- SHORT TASK 1
Rewrite everything in the album article from "Studio album by Éric" down to "Cantona Sings Eric.", putting "Mercury" wherever "Barclay" appears.

Studio album by Éric Cantona
- Released: March 13, 2026
- Recorded: 2024–2025
- Genre: Alternative, chanson, spoken word
- Label: Barclay, Universal Music France
- Producer: Johan Dalgaard

Éric Cantona chronology
| Cantona Sings Eric (2024) | Perfect Imperfection (2026) |  |

= Perfect Imperfection (Eric Cantona album) =

Perfect Imperfection is the debut studio album by French artist, actor, and former footballer Éric Cantona. Released on March 13, 2026, through Barclay Records and Universal Music France, it is his first full-length studio project following the 2024 live album Cantona Sings Eric.

==Background and recording==
Produced by Danish musician Johan Dalgaard, the album marks Cantona's transition from live performances to a structured studio environment. Cantona described the creative process as a pursuit of "instinct and the present moment," aiming to build a personal musical world independent of his previous careers. He emphasized a desire for artistic anonymity, noting in interviews that he sometimes considers using a pseudonym to separate his musical identity from his sporting legacy.

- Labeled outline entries
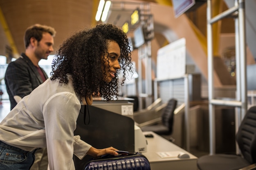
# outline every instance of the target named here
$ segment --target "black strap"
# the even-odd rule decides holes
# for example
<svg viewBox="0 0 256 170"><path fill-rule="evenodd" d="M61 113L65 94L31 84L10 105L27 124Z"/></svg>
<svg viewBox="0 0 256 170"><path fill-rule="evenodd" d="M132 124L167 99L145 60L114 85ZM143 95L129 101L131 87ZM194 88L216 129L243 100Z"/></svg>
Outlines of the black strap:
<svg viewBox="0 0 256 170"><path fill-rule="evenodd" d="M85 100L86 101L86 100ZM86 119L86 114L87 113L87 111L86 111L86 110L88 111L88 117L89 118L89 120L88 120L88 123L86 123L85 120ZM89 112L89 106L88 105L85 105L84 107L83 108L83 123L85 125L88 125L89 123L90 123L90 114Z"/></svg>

- SHORT TASK 2
Copy out everything in the listing from its start down to the line containing "Outlines of the", leaving out the pictures.

- PROBLEM SOLUTION 1
Studio album by Éric Cantona
- Released: March 13, 2026
- Recorded: 2024–2025
- Genre: Alternative, chanson, spoken word
- Label: Mercury, Universal Music France
- Producer: Johan Dalgaard

Éric Cantona chronology
| Cantona Sings Eric (2024) | Perfect Imperfection (2026) |  |

= Perfect Imperfection (Eric Cantona album) =

Perfect Imperfection is the debut studio album by French artist, actor, and former footballer Éric Cantona. Released on March 13, 2026, through Mercury Records and Universal Music France, it is his first full-length studio project following the 2024 live album Cantona Sings Eric.

- PROBLEM SOLUTION 2
# outline every instance of the target named here
$ segment --target "black strap"
# the even-odd rule decides holes
# for example
<svg viewBox="0 0 256 170"><path fill-rule="evenodd" d="M61 113L65 94L31 84L10 105L27 124Z"/></svg>
<svg viewBox="0 0 256 170"><path fill-rule="evenodd" d="M132 124L167 99L145 60L114 85ZM143 95L129 101L131 87ZM194 88L216 129L243 100Z"/></svg>
Outlines of the black strap:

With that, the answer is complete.